◆ **Dataset rows**
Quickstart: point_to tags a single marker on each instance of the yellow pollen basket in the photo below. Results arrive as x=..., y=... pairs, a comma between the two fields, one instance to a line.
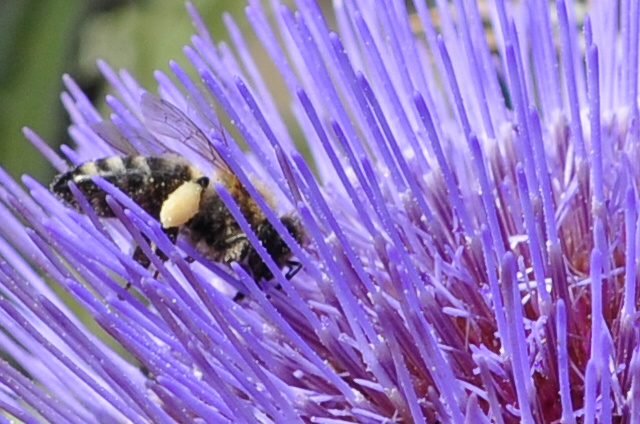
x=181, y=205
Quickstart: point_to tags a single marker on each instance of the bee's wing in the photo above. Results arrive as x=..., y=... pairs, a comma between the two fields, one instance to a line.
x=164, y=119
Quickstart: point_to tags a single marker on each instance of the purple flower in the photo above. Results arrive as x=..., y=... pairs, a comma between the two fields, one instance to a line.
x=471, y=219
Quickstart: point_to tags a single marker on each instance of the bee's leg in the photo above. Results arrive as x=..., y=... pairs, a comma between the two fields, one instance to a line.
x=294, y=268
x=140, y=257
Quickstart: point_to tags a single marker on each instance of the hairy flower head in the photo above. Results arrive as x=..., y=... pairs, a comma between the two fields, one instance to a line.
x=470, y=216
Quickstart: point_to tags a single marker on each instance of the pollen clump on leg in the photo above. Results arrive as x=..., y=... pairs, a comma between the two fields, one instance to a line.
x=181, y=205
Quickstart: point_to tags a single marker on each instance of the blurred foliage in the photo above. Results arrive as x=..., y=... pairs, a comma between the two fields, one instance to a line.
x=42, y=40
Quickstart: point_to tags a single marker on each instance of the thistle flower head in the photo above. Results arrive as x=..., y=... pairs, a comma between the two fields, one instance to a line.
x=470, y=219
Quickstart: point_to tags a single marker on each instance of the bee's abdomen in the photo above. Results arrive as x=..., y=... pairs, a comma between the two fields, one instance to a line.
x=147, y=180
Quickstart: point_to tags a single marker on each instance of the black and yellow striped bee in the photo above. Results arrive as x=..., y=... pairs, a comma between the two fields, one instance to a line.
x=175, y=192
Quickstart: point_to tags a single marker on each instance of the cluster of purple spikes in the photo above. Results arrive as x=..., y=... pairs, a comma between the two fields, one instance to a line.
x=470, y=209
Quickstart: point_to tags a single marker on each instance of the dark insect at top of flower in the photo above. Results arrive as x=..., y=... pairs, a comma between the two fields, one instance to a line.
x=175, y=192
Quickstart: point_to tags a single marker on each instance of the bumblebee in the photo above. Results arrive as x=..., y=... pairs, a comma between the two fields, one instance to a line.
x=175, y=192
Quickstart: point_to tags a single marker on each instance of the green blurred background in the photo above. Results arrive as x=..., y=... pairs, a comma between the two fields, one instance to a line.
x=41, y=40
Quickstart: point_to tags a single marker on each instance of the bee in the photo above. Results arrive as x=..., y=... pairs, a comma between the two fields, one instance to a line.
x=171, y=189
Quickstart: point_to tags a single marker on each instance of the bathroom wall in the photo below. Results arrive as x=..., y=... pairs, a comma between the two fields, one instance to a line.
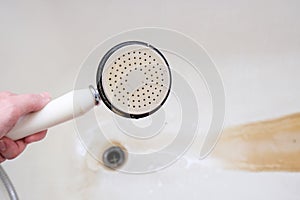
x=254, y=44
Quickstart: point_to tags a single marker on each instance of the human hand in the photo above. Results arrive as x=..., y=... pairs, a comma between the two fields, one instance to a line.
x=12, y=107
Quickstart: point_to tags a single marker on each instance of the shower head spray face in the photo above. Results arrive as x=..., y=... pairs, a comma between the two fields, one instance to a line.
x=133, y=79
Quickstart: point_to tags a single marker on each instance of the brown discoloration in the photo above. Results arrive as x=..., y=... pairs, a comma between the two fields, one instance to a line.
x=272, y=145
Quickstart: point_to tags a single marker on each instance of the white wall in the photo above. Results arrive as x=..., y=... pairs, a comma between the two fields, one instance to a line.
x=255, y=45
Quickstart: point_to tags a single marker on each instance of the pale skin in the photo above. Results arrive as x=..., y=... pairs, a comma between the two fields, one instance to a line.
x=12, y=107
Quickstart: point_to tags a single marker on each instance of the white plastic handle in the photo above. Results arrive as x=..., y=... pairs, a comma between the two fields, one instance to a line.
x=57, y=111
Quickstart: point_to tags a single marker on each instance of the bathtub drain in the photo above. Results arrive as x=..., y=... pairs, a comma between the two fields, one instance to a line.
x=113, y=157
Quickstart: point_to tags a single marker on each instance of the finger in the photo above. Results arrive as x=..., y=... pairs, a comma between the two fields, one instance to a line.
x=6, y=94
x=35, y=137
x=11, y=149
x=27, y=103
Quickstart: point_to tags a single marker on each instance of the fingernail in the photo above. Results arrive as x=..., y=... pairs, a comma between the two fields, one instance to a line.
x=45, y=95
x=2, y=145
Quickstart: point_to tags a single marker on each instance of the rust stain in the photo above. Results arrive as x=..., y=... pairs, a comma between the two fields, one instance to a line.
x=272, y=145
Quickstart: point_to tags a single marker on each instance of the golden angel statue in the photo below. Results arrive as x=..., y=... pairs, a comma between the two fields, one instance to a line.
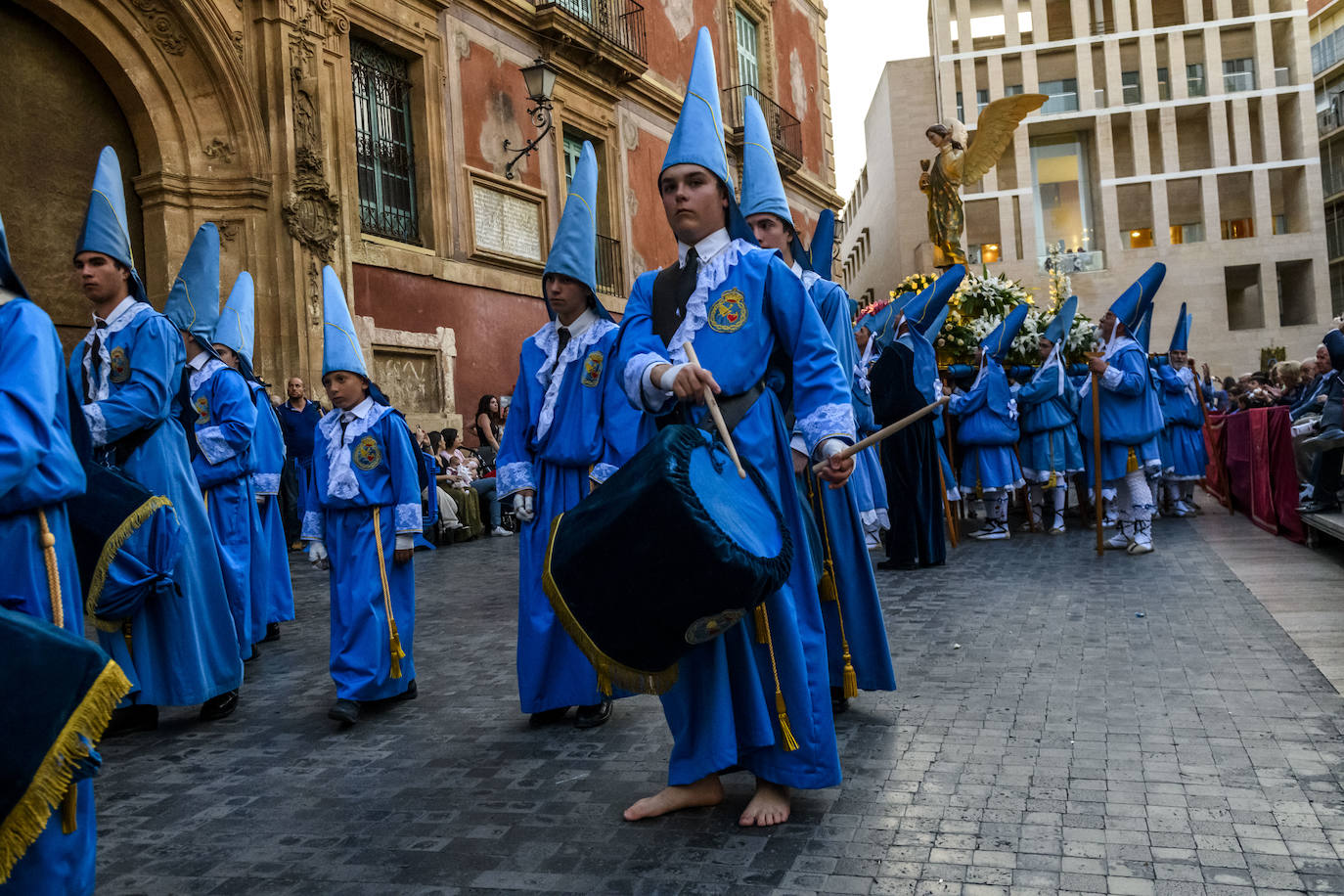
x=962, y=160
==
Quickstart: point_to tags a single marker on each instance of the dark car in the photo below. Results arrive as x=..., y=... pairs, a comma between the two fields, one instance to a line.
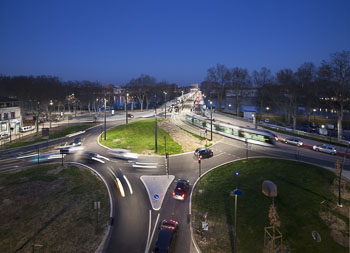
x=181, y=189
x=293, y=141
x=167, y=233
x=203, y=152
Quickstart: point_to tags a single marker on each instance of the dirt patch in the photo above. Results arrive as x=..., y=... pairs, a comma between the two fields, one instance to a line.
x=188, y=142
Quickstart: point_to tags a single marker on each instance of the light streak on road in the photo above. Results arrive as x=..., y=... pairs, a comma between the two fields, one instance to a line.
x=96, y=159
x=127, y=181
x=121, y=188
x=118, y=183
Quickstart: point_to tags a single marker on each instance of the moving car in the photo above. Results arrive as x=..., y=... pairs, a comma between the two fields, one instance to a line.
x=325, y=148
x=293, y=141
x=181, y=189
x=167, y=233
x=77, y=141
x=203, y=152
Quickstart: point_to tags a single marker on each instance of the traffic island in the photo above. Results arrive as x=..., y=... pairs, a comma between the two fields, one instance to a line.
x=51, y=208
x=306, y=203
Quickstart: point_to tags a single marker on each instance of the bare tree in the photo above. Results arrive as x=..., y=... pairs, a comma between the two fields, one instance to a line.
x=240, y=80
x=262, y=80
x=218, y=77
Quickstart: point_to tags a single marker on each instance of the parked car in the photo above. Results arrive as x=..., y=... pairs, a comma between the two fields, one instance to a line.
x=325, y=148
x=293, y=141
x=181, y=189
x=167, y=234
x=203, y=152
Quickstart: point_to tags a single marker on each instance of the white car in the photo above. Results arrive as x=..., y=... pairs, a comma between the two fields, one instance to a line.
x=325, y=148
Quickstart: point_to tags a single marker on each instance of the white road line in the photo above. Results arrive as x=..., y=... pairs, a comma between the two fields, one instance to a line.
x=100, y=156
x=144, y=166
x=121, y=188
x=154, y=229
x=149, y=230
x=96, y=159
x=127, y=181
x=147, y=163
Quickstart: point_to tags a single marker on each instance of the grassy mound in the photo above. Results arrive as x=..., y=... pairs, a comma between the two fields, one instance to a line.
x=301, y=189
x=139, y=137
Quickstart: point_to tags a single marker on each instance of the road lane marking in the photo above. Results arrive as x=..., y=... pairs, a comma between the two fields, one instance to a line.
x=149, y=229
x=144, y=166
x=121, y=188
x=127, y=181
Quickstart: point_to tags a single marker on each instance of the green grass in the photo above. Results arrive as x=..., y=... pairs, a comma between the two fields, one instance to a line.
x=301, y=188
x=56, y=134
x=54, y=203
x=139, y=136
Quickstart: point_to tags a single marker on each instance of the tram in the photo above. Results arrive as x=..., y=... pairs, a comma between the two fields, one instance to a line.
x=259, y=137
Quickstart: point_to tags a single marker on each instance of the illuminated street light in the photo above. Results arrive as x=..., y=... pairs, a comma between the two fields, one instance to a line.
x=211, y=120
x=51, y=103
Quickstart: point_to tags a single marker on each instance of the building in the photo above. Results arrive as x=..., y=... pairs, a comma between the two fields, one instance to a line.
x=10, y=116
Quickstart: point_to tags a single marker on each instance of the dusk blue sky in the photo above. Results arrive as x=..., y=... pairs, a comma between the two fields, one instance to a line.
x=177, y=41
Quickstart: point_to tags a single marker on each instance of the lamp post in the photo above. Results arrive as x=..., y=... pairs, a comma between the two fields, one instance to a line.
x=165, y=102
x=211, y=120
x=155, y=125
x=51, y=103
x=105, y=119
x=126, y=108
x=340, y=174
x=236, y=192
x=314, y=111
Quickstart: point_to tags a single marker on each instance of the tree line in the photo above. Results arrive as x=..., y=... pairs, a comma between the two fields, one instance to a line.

◆ **What the task requires**
Copy the records from the line with "of the bathtub" up to and including the line with "x=113, y=157", keeping every line, and add 76 to each x and y coordinate in the answers.

◆ **Written solution**
Quickstart: point_to tags a single marker on each instance of the bathtub drain in the photo above. Results arrive as x=..., y=... pairs, a comma between the two fields, one instance to a line.
x=189, y=233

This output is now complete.